● Request: Rewrite the lines below, swapping "drop one marker" for "place a single point" wherever it appears and leaving everything else unchanged.
--- BEGIN ---
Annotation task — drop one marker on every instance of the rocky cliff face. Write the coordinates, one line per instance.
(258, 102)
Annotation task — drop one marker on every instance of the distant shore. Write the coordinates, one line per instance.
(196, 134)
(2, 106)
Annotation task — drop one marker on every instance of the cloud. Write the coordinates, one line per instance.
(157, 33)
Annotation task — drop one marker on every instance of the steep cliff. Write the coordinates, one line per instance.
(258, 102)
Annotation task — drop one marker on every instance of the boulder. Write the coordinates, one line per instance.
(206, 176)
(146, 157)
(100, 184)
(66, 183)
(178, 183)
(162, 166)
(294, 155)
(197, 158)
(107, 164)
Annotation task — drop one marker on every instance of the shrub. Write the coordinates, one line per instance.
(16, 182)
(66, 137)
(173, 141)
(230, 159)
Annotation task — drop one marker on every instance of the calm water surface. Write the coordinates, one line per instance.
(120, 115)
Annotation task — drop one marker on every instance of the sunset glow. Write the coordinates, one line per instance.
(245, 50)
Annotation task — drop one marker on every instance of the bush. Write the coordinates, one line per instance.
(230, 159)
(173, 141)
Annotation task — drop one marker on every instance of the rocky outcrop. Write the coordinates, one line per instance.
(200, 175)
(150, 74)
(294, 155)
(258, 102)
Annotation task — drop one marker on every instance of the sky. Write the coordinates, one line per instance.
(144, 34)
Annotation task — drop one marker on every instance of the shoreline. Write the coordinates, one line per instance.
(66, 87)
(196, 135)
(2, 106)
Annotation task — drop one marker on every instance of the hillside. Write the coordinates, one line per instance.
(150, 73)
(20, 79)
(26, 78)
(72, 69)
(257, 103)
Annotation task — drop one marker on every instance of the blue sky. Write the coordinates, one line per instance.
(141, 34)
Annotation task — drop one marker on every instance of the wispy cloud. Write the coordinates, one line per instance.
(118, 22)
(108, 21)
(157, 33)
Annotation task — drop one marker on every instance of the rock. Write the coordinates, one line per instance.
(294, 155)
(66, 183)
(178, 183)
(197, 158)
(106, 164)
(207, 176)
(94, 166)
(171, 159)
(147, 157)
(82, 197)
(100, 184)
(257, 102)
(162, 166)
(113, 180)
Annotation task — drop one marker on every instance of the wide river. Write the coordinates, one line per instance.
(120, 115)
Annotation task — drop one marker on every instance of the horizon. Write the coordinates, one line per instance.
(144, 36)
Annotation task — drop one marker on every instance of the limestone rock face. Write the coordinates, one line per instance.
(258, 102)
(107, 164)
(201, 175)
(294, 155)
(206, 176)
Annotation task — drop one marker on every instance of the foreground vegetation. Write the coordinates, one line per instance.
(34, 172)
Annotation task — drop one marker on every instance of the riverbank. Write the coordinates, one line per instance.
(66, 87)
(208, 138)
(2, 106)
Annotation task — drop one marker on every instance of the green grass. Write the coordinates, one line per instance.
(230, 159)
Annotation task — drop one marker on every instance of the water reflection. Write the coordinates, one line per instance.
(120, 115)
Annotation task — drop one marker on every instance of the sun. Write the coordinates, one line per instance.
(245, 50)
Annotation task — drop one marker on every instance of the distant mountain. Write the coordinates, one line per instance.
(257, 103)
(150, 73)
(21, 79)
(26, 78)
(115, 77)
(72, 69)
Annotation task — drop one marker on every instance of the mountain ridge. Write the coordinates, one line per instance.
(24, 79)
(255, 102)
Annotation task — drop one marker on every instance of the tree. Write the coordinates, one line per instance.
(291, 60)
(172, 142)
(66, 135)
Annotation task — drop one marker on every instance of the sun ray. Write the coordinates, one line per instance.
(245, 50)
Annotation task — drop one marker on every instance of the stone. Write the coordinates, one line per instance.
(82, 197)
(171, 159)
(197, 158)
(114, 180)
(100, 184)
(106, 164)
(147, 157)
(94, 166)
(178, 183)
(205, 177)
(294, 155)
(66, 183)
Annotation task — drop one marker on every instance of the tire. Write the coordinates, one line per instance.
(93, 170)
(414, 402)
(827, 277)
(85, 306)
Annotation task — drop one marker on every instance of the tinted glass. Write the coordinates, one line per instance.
--- END ---
● Problem solution:
Annotation task — place a single point on every instance of the rocky cliff face. Write the coordinates, one line per instance.
(258, 102)
Annotation task — place a single point on every instance of the distant shore. Write the coordinates, one line per instance.
(196, 134)
(2, 106)
Annotation task — place a single point on every instance of the cloud. Write the coordinates, one line per instance.
(157, 33)
Annotation task — place a single point on every instance of the steep cliff. Write the coordinates, one line per instance.
(258, 102)
Annotation task — place a single point on every instance of the boulder. Write the coordinates, one line per instance.
(206, 176)
(146, 157)
(100, 184)
(66, 183)
(178, 183)
(162, 166)
(294, 155)
(197, 158)
(107, 164)
Annotation task — place a single point on every instance of the shrub. Write the coordinates, one line per instance.
(16, 182)
(66, 137)
(173, 141)
(230, 159)
Annotation task — place a single point on every instance of the calm water surface. Write the coordinates, one line per instance.
(120, 115)
Annotation task — place a single point on every instance of the sunset glow. Write the coordinates, one line per instance.
(245, 50)
Annotation task — place a single point on every instance of the bush. Write the coordinates, one line per instance.
(230, 159)
(173, 141)
Annotation task — place a single point on every instance of the rocky outcrop. Write the coordinates, one line per instance.
(200, 175)
(150, 74)
(294, 155)
(258, 102)
Annotation task — place a single point on every instance of the sky. Write the coordinates, one line per instance.
(144, 34)
Annotation task — place a single point on every instance of the shoreline. Write the coordinates, one line per instance.
(66, 87)
(196, 135)
(2, 106)
Annotation task — place a single point on every instance of the hillside. Write the coordinates, one line per instance.
(150, 73)
(20, 79)
(26, 78)
(72, 69)
(257, 103)
Annotation task — place a single point on every instance of the blue sky. Write the coordinates, one line per instance.
(141, 34)
Annotation task — place a single point on every instance of the wispy cloud. Write the coordinates, one line per instance.
(118, 22)
(108, 21)
(157, 33)
Annotation task — place a single point on every instance of the rock. Write the coordinates, one line per instance.
(294, 155)
(66, 183)
(178, 183)
(197, 158)
(106, 164)
(207, 176)
(94, 166)
(171, 159)
(147, 157)
(82, 197)
(100, 184)
(257, 102)
(162, 166)
(113, 180)
Annotation task — place a single point on every instance of the wide river. Write the coordinates, one line per instance.
(120, 115)
Annotation task — place a single point on every instance of the horizon. Write the coordinates, one line per instance.
(144, 36)
Annotation task — place a single point on every instance of the limestone rock face. Write the coordinates, one line per instance.
(258, 102)
(107, 164)
(201, 175)
(294, 155)
(206, 176)
Annotation task — place a single point on every instance of the foreground vegetation. Write the coordinates, one line per instance.
(34, 172)
Annotation task — place a single point on every instance of the riverbank. Write the coordinates, one line per instance.
(66, 87)
(208, 138)
(2, 106)
Annotation task — place a single point on every instance of the green grass. Write the coordinates, one line per instance.
(230, 159)
Annotation task — place a single point on every instance of the water reflection. Write the coordinates, one line per instance.
(120, 115)
Annotation task — place a single point on every instance of the sun. Write the coordinates, one line per instance.
(245, 50)
Annotation task — place a single point on every instance of the distant mountain. Write the coordinates, one line per instance.
(257, 103)
(150, 73)
(21, 79)
(26, 78)
(115, 77)
(72, 69)
Annotation task — place a single point on every instance of the mountain ridge. Write the coordinates, one line per instance.
(24, 79)
(255, 102)
Annotation task — place a single point on every instance of the tree. Write the coordinates, one line per instance.
(291, 60)
(172, 142)
(66, 135)
Annotation task — place a single point on every instance of the sun ray. Write the coordinates, one line per instance.
(245, 50)
Annotation task — place a single point on every instance of the stone. Write the coordinates, one line per instance.
(82, 197)
(171, 159)
(197, 158)
(114, 180)
(100, 184)
(106, 164)
(147, 157)
(94, 166)
(178, 183)
(205, 177)
(294, 155)
(66, 183)
Annotation task — place a single point on every instance of the tire. Write the coordinates, one line per instance.
(93, 170)
(414, 402)
(827, 277)
(85, 306)
Annotation task — place a single point on every instance of the tinted glass. Write the coordinates, one line per instance.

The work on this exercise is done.